[Data entries]
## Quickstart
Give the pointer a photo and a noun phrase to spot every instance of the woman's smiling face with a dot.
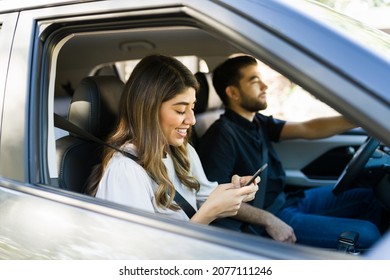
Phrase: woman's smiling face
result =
(177, 116)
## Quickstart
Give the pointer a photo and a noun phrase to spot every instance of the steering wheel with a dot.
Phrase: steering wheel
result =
(355, 165)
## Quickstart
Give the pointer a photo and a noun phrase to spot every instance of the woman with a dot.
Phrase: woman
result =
(155, 119)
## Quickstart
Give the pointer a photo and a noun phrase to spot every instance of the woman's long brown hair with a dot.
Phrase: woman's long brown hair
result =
(154, 80)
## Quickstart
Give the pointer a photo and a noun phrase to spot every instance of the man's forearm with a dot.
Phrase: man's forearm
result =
(250, 214)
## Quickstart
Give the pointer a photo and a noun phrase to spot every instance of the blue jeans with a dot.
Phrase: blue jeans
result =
(320, 217)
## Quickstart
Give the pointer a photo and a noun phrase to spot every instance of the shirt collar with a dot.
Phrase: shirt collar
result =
(241, 121)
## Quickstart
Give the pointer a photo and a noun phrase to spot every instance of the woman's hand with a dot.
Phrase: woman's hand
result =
(237, 180)
(225, 201)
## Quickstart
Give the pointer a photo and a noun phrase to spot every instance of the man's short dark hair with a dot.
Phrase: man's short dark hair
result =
(228, 74)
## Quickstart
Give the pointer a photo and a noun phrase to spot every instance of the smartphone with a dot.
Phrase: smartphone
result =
(261, 169)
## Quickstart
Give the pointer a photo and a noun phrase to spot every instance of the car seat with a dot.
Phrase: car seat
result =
(208, 106)
(94, 108)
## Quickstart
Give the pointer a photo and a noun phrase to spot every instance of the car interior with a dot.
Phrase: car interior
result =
(93, 63)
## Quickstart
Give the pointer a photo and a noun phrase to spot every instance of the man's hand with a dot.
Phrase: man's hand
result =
(279, 230)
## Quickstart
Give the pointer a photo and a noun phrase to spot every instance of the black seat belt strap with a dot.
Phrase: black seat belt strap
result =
(66, 125)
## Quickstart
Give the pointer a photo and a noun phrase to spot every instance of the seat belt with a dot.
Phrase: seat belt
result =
(66, 125)
(258, 201)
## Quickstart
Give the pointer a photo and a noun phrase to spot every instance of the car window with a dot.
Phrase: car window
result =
(7, 25)
(289, 101)
(73, 57)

_Task requirements_
Restate the preceding entries in full, word for word, with the pictures removed.

_Response for this exercise_
## Quickstart
Give the pointer a photo and a noun phrase to spot every instance of the woman's smiling face with a dot.
Phrase: woman's smiling face
result =
(177, 116)
## Quickstart
Give the pointer a photo and a noun phrase to spot every instance of the steering wheel with a dot.
Phrase: steering wheel
result =
(355, 165)
## Quickstart
Give the pointer a photo and a noun phrase to spot every instance of the woman with a dot.
Phrase: woman
result =
(155, 119)
## Quickstart
Give the pointer a photo and a noun phrase to spot every instance of the woman's long brown hair with a dot.
Phrase: woman's long brown hair
result =
(154, 80)
## Quickstart
Give the pointer a photo and a noun phrase to spot every instance of the man's forearm with a dot.
Phrase: man's forearm
result =
(250, 214)
## Quickstart
Give the pointer a photo and a noun phrase to spot every instance of the blue jeans with a dot.
Phrase: blue jeans
result =
(320, 217)
## Quickstart
Give the pointer a photo and a noun phrase to spot every instance of the shirt collar with a dot.
Phrase: shirt collar
result =
(241, 121)
## Quickstart
Give the pointer a photo and a noun phrase to spot every instance of the woman's hand with a dot.
Phrase: woman's hand
result =
(237, 180)
(225, 201)
## Quickstart
Give the pointer a photo and a noun phrase to spot every instance of the man's short dark hair with a dot.
Phrase: man's short dark hair
result =
(228, 74)
## Quickstart
Give the pointer a photo and a noun phrase to spot every instance of the smartphone with a dot.
Phrase: smartphone
result =
(261, 169)
## Quickstart
Give the pointer a photo and a noun phrase to spot every instance of the car seat with a dot.
Phrase: car seat
result =
(208, 106)
(94, 108)
## Quickstart
Give the pointer a photo and a noun phrase to spot every instance of the car interior with a dot.
Phrase: car interior
result =
(93, 63)
## Quickstart
Give the pointer a photo and a noun phrase to spot every instance of the man's hand with a dot.
Phrase: man's hand
result =
(279, 230)
## Quickstart
Give the pointer a photo and a noun phrase to spot every instance of the black seat belt strap with a dot.
Phrase: black seat belt strap
result =
(66, 125)
## Quickstart
Give the pointer a photo and a noun phrase to spot every instance of the seat belt with a dot.
Phrase: seat belt
result =
(66, 125)
(258, 201)
## Quickstart
Give the pointer a photo and a noun phrase to spot every instance of the car window with a dot.
Phrase: car window
result =
(7, 25)
(289, 101)
(73, 57)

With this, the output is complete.